#### Listed entries ####
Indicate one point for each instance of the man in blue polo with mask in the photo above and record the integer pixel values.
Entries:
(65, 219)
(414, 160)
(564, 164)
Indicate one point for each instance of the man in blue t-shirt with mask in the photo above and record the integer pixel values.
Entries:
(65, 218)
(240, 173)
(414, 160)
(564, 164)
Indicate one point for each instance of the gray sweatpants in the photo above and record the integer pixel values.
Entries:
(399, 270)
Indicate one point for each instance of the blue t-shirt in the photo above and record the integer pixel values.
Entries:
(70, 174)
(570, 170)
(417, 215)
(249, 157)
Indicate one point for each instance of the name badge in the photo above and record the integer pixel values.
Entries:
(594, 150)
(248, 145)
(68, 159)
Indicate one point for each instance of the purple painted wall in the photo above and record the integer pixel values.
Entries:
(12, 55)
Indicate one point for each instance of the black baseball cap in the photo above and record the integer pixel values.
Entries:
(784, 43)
####
Wherever the word "with" shows up in the material, copy the line it is on.

Indicate one point for each instance of the man in blue polo with mask in the photo above and record the integer pixel values.
Indicate one point for each instance of the man in blue t-shirt with mask in the photo above and record the integer pixel values.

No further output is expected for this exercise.